▶ [Exercise goal]: Copy, word for word, everything from the line containing "Hello! Your assignment is to find the green" down to the line containing "429,272,931,666", including both of those lines.

Saved entries

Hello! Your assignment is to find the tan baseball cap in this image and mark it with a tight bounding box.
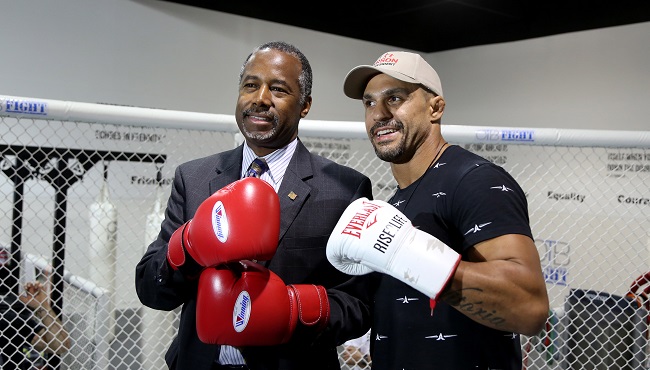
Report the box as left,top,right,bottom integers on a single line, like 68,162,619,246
343,51,442,99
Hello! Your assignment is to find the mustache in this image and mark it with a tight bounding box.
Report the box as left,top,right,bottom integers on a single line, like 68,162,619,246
242,108,278,121
370,120,404,132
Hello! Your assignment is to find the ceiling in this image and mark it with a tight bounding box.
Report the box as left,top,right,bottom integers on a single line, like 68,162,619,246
164,0,650,53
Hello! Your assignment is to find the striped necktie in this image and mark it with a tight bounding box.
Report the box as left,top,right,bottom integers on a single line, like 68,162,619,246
244,158,269,178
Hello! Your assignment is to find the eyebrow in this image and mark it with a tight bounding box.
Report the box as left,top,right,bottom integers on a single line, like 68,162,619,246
362,87,415,100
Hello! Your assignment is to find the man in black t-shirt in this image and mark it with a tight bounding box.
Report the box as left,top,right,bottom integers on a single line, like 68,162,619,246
327,51,549,370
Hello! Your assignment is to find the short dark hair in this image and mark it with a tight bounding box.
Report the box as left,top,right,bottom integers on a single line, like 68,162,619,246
239,41,313,104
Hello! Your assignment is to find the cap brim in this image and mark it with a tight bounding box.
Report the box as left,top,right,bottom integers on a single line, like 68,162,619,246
343,65,419,99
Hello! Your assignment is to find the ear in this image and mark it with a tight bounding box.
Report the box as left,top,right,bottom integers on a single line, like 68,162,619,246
300,96,311,118
429,96,445,122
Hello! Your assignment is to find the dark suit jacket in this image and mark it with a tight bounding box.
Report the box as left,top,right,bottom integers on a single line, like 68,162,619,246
135,141,372,370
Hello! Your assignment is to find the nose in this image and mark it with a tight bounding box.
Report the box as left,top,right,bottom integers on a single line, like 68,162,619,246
253,85,273,106
368,103,393,122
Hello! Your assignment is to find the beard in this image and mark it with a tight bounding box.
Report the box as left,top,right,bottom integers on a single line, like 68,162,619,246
370,121,406,162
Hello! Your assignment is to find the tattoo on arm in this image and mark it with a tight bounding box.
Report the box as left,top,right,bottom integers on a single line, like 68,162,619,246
442,288,506,327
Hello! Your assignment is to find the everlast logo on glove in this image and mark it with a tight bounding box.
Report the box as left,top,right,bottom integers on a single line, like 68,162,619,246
233,291,251,333
341,201,381,239
212,201,228,243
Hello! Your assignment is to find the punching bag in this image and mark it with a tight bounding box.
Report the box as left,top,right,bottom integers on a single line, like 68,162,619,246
141,186,176,370
88,166,117,341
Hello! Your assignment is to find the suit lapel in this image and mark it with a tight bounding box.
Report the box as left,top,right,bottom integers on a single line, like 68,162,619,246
278,141,314,239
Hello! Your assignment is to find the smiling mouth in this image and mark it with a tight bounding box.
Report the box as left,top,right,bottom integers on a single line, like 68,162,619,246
375,128,399,137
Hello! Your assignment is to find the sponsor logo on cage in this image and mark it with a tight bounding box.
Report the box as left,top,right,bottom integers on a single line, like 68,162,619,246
616,195,650,206
546,190,586,203
212,201,228,243
232,290,251,333
475,130,535,142
0,99,48,116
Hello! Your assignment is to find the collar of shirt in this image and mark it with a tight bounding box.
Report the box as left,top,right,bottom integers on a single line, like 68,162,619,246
240,139,298,192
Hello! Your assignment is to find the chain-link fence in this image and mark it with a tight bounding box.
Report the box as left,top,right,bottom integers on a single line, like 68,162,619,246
0,96,650,369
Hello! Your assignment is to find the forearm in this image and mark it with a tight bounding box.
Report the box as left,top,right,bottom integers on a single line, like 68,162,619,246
441,260,548,335
32,307,70,354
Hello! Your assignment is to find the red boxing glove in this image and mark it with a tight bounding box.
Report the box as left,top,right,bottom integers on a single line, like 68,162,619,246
196,261,330,346
167,177,280,276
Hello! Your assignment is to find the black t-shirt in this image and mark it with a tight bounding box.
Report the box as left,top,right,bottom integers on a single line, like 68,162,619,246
0,293,43,369
371,146,532,370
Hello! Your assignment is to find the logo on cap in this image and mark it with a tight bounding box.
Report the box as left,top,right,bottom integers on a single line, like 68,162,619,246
372,53,399,67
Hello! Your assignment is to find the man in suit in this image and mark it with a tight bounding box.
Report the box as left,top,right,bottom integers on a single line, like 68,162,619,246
136,42,372,370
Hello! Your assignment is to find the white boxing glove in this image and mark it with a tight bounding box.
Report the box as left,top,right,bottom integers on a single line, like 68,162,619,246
327,198,460,300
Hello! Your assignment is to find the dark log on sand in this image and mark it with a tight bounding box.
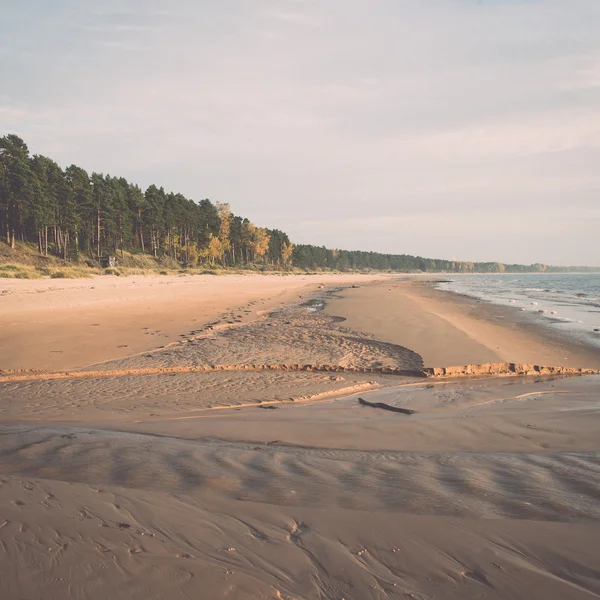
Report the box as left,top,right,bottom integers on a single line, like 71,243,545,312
358,398,416,415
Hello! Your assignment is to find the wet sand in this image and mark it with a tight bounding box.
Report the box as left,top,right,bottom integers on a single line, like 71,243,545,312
326,278,600,368
0,276,600,600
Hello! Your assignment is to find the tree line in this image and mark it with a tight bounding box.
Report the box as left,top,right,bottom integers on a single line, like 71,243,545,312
0,134,592,272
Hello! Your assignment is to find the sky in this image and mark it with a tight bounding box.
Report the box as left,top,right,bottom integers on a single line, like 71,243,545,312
0,0,600,265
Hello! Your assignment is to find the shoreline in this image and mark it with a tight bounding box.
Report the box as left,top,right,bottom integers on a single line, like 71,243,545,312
0,276,600,600
325,278,600,369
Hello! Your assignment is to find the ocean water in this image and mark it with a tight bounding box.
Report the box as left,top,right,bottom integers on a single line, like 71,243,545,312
438,273,600,348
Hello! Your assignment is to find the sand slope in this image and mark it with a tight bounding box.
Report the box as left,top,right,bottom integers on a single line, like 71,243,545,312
0,284,600,600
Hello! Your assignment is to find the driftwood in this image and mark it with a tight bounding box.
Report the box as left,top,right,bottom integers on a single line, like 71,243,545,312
358,398,415,415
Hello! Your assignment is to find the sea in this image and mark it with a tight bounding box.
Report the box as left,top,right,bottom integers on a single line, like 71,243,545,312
438,273,600,349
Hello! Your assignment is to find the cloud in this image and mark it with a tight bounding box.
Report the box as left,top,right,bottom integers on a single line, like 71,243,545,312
0,0,600,263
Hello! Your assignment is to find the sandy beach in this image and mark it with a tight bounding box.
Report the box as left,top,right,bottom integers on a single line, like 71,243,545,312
0,275,600,600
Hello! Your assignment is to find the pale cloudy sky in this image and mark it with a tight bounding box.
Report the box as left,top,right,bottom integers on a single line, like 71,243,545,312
0,0,600,265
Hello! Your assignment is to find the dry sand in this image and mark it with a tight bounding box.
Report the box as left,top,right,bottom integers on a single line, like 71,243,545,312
0,278,600,600
0,275,390,370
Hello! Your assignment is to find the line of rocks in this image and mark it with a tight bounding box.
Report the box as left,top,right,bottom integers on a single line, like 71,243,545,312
0,363,600,382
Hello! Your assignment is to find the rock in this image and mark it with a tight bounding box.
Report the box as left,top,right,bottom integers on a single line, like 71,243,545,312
358,398,415,415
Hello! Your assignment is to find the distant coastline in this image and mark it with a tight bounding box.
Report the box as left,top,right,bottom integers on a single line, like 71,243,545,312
0,134,600,279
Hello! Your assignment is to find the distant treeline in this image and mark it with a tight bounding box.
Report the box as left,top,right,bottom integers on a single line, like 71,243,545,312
0,135,596,273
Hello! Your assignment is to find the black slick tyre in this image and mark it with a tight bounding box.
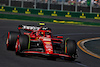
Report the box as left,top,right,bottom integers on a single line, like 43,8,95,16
6,31,19,50
16,35,30,56
65,39,77,60
19,35,29,51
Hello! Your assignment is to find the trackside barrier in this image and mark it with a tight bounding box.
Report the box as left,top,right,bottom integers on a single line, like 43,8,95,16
0,6,100,19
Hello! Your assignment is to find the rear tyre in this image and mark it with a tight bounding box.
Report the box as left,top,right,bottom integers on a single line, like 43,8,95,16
19,35,29,51
6,31,19,50
65,40,77,60
16,35,29,56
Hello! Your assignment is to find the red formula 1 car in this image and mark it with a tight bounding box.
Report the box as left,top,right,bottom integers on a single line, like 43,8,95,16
6,22,77,59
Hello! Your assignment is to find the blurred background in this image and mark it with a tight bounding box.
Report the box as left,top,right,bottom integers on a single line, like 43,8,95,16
0,0,100,13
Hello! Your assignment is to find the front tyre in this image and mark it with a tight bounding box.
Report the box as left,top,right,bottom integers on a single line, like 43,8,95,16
6,31,19,50
65,39,77,60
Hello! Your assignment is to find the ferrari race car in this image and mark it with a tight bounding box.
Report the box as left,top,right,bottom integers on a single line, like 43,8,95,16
6,22,77,60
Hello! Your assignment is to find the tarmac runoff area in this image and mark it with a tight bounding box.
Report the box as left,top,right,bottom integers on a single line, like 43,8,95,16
77,37,100,59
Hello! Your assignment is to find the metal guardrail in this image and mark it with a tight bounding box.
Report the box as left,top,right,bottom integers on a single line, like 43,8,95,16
0,0,100,13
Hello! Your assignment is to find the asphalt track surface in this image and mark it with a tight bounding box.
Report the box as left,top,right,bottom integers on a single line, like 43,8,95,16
0,20,100,67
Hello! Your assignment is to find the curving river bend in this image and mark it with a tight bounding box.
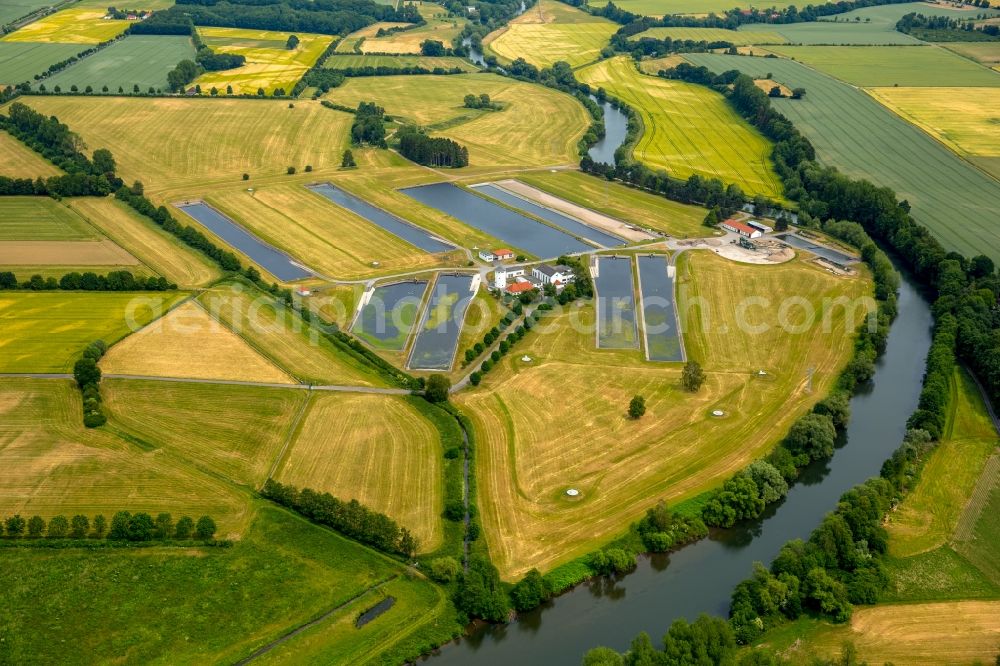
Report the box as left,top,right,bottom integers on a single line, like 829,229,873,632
429,277,932,666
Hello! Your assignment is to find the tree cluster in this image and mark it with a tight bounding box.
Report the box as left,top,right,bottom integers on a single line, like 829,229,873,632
260,479,418,557
397,125,469,169
73,340,108,428
0,511,216,542
351,102,388,148
0,271,177,291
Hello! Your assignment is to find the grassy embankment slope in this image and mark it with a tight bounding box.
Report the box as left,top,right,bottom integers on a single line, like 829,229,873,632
752,371,1000,664
456,252,869,579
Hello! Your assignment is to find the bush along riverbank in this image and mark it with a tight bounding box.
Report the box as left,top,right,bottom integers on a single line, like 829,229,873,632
587,58,1000,664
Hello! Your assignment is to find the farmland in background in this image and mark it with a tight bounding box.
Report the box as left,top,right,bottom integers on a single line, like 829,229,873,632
577,57,782,199
686,47,1000,261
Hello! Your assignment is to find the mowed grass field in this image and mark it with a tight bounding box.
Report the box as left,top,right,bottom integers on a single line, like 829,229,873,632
517,171,712,238
768,45,1000,87
868,87,1000,179
577,57,782,199
101,379,308,488
41,35,197,93
195,28,333,95
454,252,870,580
483,0,618,67
3,6,129,44
0,130,62,176
327,74,590,167
323,53,479,72
687,52,1000,261
275,393,444,552
206,183,466,279
629,26,788,46
0,195,101,241
0,378,249,535
888,371,1000,557
68,197,222,287
0,40,87,87
762,601,1000,665
100,302,295,384
198,284,384,386
0,502,457,665
0,291,186,372
14,97,351,189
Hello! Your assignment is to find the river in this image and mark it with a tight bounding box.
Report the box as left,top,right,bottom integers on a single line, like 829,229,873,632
430,272,932,666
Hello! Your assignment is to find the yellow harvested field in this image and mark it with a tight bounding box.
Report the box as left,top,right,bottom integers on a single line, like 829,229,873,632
0,240,139,268
276,394,444,552
577,56,782,199
198,284,384,386
67,197,221,287
195,28,333,95
3,7,130,44
781,601,1000,666
17,96,351,193
101,301,295,384
869,88,1000,170
206,183,466,280
101,379,308,488
455,252,874,580
327,74,590,166
483,0,619,67
0,379,249,535
0,131,62,178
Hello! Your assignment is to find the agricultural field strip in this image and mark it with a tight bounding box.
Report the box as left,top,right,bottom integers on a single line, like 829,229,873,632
685,53,1000,261
579,58,781,197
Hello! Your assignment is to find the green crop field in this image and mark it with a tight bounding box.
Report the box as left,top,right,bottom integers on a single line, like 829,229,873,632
578,57,782,199
0,40,87,86
0,503,457,664
0,197,101,241
518,171,712,238
768,45,1000,87
198,284,384,386
14,97,351,194
36,35,195,92
67,197,222,287
275,393,444,552
327,74,590,166
595,0,836,16
3,6,129,44
323,53,479,72
629,25,788,46
454,252,869,579
483,0,618,67
206,183,466,279
0,131,61,178
687,52,1000,261
0,291,185,372
195,28,333,95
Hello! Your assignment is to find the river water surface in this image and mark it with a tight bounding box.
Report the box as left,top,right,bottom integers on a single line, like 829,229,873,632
429,272,931,666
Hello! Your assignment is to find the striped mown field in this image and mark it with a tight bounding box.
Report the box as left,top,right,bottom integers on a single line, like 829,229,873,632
275,393,444,552
483,0,618,67
686,52,1000,262
577,57,782,199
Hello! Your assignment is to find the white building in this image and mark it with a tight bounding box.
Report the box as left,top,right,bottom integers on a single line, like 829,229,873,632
531,264,576,285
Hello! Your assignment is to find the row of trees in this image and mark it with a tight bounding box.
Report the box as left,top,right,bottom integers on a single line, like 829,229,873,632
0,271,177,291
73,340,108,428
260,479,419,557
397,125,469,169
0,511,216,542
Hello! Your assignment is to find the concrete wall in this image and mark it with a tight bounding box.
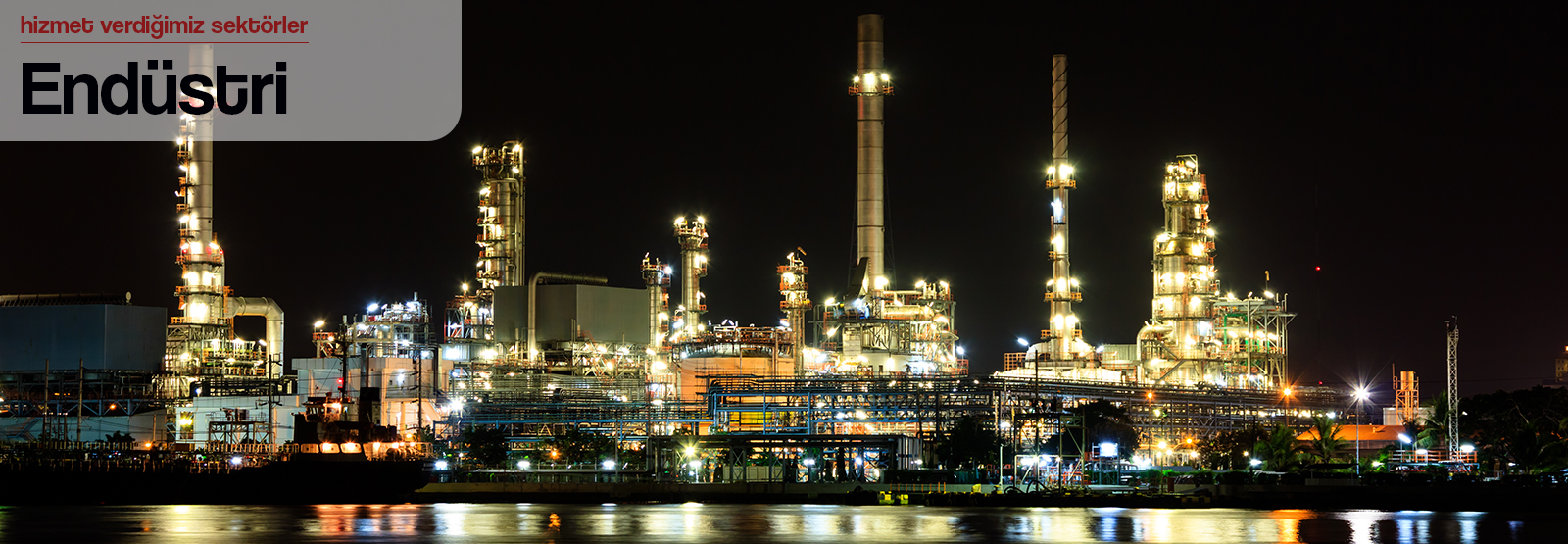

▶ [Output of the exercise]:
Hello! Your assignment is to find the green crop field in this image and mark it with a tight bounding box.
Report the box as left,top,right,bottom integers on a single line, like 829,229,873,632
578,57,782,199
0,40,87,86
0,503,457,664
0,197,101,241
518,171,712,238
768,45,1000,87
198,284,384,386
14,97,351,194
36,35,195,92
67,197,222,287
275,393,444,552
327,74,590,166
595,0,836,16
3,6,129,44
323,53,479,72
629,25,788,46
454,252,869,579
483,0,618,67
206,183,466,279
0,131,61,178
687,52,1000,261
0,291,185,372
195,28,333,95
Hello! Your assignment is to find the river water surface in this image and mark it with a tight bounding box.
Report the box as left,top,right,bottom integers on a single line, like 829,229,873,632
429,272,931,666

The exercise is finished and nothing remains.